◆ Extract provided:
....................

I think "hopeless"m, as @vanhees71 called it is more appropriet.

Because an actual physical beam is not pure, you find yourself looking for a part per zillion effect on top of a percent-level effect. If a paper published, "We expected the bean to be 98% neutrinos but it's actually only 97.99999999%. Discovery!" would that be credible? I think not.
 
  • #152
Vanadium 50 said:
If a paper published, "We expected the bean to be 98% neutrinos but it's actually only 97.99999999%. Discovery!" would that be credible? I think not.
Eventually it might be if detection technology advanced far enough. We already know of some theoretical predictions that have been confirmed to 13 or 14 decimal places.
 
  • #153
It's not a technology issue. It's physics.

Neutrino beamlines work by takint a beam of pions, letting them decay to muons (which live ~100x longer) and neutrinos, and then stopping the muons. The problem is that they only live 100x longer, so ~1% of the time they decay in the same volume as the pion. Muons give neutrinos of the opposite sign than pions., If I make the decay pipe shorter by a factor or 2, I reducxe the numbers of muons that decay by a factor of 2, but I also reduce the number of pions that decay by a factor of 2, so the contamination is pretty much constant.

....................

◆ Extracted entries:

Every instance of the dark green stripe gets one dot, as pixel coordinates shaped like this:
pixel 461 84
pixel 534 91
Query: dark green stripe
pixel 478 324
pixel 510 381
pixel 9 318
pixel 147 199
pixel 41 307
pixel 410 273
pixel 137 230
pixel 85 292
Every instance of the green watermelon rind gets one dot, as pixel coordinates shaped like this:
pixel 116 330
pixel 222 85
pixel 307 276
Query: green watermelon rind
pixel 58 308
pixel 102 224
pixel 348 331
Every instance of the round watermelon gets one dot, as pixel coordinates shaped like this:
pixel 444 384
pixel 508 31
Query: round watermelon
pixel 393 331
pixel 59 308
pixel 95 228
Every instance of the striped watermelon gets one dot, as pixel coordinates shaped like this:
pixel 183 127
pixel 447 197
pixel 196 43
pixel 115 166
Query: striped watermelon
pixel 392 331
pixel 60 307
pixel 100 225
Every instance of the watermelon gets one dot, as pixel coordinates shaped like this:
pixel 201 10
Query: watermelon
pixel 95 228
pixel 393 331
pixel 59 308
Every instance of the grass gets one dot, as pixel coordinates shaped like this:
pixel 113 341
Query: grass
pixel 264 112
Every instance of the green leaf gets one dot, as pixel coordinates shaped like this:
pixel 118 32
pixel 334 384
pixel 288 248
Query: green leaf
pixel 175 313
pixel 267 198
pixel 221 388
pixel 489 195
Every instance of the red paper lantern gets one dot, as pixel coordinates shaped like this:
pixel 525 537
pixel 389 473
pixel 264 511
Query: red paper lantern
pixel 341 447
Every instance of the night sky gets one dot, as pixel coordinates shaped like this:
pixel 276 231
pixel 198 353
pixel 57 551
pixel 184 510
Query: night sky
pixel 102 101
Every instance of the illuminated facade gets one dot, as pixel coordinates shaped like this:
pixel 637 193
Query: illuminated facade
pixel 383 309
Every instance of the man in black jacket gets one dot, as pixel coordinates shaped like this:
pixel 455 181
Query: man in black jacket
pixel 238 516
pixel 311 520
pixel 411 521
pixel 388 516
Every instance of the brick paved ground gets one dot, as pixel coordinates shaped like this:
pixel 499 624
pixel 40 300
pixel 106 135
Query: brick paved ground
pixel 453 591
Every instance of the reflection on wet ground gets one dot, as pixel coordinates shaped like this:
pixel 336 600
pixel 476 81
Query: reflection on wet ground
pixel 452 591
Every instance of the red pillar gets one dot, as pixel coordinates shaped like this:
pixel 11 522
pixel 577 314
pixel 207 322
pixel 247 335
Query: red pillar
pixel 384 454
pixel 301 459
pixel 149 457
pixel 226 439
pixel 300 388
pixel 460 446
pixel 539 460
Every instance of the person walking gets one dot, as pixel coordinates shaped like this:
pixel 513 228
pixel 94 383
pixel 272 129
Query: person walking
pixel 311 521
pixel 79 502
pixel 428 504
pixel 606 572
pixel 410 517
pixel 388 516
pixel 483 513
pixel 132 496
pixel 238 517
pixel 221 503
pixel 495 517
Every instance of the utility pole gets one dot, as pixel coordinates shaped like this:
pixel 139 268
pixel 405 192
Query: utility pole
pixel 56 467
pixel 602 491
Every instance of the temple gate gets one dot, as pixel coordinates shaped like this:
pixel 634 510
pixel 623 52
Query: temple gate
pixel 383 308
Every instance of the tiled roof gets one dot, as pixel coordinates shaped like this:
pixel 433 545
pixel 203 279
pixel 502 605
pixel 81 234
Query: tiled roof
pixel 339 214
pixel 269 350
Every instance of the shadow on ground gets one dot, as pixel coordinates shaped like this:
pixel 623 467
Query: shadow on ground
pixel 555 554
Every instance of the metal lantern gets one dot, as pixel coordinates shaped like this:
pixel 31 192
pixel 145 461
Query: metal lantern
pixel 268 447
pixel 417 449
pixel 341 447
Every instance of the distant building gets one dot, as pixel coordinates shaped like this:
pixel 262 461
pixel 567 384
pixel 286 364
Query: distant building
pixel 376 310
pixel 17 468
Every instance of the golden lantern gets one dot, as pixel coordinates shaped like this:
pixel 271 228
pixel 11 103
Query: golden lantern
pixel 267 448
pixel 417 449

....................

◆ Tasks for this exercise:
[1] Reproduce the passage of the neutrino beam discussion word for word, starting at "Eventually it might" and ending after "issue. It's physics.".
[2] Arrange the records as a numbered list, from their first line through the line that contains "pixel 348 331", with both ends included and blank lines omitted.

◆ Solutions per task:
[1]
Eventually it might be if detection technology advanced far enough. We already know of some theoretical predictions that have been confirmed to 13 or 14 decimal places.
 
  • #153
It's not a technology issue. It's physics.

[2]
1. Every instance of the dark green stripe gets one dot, as pixel coordinates shaped like this:
2. pixel 461 84
3. pixel 534 91
4. Query: dark green stripe
5. pixel 478 324
6. pixel 510 381
7. pixel 9 318
8. pixel 147 199
9. pixel 41 307
10. pixel 410 273
11. pixel 137 230
12. pixel 85 292
13. Every instance of the green watermelon rind gets one dot, as pixel coordinates shaped like this:
14. pixel 116 330
15. pixel 222 85
16. pixel 307 276
17. Query: green watermelon rind
18. pixel 58 308
19. pixel 102 224
20. pixel 348 331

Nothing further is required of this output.